=== Exercise ===
Extend the passage on molasses, picking up right after its last sentence about blackstrap molasses.

=== Extract to read ===
The byproduct of the manufacture of sugar from sugar cane in which the syrup is separated from the crystals. The highest grade is edible molasses which is most often found as table syrup.

The lowest grade is blackstrap molasses. Molasses is a strongly flavored, dark colored syrup containing 70–80% solids of which 50–75% is sucrose and invert sugar. It is used in syrups and in the production of caramel.

Sweet sorghum may be called molasses in the American South.

Cane molasses: To make molasses, sugar cane is harvested and stripped of leaves. Its juice is extracted usually by crushing or mashing, but also by cutting. The juice is boiled to concentrate it, promoting sugar crystallization. The result of this first boiling is called first syrup, and it has the highest sugar content. First syrup is usually referred to in the Southern states of the US as "cane syrup", as opposed to molasses. Second molasses is created from a second boiling and sugar extraction, and has a slight bitter taste. The third boiling of the sugar syrup yields blackstrap molasses, known for its robust flavour.

=== Extracted records ===

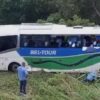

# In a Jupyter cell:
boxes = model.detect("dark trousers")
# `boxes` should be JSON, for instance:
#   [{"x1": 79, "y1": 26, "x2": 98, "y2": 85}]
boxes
[{"x1": 20, "y1": 80, "x2": 27, "y2": 94}]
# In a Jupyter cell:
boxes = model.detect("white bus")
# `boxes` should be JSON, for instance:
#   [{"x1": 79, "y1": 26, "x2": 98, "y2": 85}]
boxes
[{"x1": 0, "y1": 23, "x2": 100, "y2": 72}]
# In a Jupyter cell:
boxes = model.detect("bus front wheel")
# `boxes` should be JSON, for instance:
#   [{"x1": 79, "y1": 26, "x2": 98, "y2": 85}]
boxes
[{"x1": 8, "y1": 62, "x2": 20, "y2": 72}]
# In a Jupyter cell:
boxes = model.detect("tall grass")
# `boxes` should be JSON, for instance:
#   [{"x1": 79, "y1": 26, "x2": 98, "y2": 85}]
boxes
[{"x1": 0, "y1": 72, "x2": 100, "y2": 100}]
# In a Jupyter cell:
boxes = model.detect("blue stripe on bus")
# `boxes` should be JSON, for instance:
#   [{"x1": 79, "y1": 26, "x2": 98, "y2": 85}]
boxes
[{"x1": 18, "y1": 48, "x2": 100, "y2": 57}]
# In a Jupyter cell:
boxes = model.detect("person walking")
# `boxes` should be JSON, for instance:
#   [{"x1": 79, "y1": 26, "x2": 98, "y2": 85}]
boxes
[{"x1": 17, "y1": 62, "x2": 28, "y2": 95}]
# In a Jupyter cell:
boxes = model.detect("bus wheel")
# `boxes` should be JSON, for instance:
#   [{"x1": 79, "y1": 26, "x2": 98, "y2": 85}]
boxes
[{"x1": 8, "y1": 62, "x2": 20, "y2": 72}]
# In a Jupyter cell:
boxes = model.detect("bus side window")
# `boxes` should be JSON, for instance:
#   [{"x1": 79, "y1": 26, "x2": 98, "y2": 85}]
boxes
[{"x1": 0, "y1": 36, "x2": 17, "y2": 51}]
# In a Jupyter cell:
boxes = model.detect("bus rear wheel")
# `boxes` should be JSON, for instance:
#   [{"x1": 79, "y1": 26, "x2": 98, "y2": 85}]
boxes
[{"x1": 8, "y1": 62, "x2": 20, "y2": 72}]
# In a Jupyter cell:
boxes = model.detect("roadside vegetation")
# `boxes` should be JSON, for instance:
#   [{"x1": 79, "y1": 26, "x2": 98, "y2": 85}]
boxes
[{"x1": 0, "y1": 72, "x2": 100, "y2": 100}]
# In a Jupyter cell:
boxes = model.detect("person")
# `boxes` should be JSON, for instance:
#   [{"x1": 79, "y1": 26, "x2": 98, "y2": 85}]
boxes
[
  {"x1": 84, "y1": 71, "x2": 97, "y2": 82},
  {"x1": 17, "y1": 62, "x2": 28, "y2": 95}
]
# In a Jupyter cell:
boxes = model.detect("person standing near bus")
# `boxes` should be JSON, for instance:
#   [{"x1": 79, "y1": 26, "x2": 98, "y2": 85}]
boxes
[{"x1": 17, "y1": 62, "x2": 28, "y2": 95}]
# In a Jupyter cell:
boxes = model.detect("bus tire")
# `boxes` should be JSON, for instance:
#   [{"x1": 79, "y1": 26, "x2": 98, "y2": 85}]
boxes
[{"x1": 8, "y1": 62, "x2": 20, "y2": 72}]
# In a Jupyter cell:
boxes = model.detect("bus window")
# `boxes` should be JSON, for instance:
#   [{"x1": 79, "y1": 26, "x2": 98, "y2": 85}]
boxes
[
  {"x1": 0, "y1": 36, "x2": 17, "y2": 51},
  {"x1": 20, "y1": 35, "x2": 50, "y2": 48}
]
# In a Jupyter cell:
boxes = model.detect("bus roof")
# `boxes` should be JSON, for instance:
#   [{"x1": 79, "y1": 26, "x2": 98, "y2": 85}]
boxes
[{"x1": 0, "y1": 23, "x2": 100, "y2": 36}]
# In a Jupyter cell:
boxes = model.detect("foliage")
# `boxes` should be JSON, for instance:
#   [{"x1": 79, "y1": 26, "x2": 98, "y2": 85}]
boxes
[
  {"x1": 0, "y1": 72, "x2": 100, "y2": 100},
  {"x1": 0, "y1": 0, "x2": 100, "y2": 25}
]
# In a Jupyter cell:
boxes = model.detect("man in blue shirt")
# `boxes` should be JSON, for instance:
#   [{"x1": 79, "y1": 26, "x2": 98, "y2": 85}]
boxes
[{"x1": 17, "y1": 62, "x2": 28, "y2": 94}]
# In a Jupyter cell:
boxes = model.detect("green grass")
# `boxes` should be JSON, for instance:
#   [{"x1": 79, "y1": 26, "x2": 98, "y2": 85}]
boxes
[{"x1": 0, "y1": 72, "x2": 100, "y2": 100}]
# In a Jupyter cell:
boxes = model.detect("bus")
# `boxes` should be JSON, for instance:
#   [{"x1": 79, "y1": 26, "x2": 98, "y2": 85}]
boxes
[{"x1": 0, "y1": 23, "x2": 100, "y2": 72}]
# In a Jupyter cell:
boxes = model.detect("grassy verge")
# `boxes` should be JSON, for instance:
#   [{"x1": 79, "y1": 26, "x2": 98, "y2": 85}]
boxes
[{"x1": 0, "y1": 72, "x2": 100, "y2": 100}]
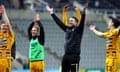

=== Exercise output ===
The term blackstrap molasses is an Americanism dating from around 1875. The majority of sucrose from the original juice has been crystallised and removed. The food energy of blackstrap molasses is mostly from the small remaining sugar content. However, unlike refined sugars, it contains trace amounts of vitamins and significant amounts of several minerals. Blackstrap molasses is a source of calcium, magnesium, potassium, and iron; one tablespoon provides up to 20% of the daily value of those nutrients. Blackstrap has long been sold as a health supplement. It is used making ethyl alcohol for industry and as an ingredient in cattle feed.

Cane molasses is a common ingredient in baking and cooking.

Nutritional Value and Health benefits of Molasses:

One tablespoon of Organic Molasses contains 20% of the daily recommended daily intake for calcium, 22.5% of the daily recommended daily intake for magnesium and almost 40% of the recommended daily intake for iron.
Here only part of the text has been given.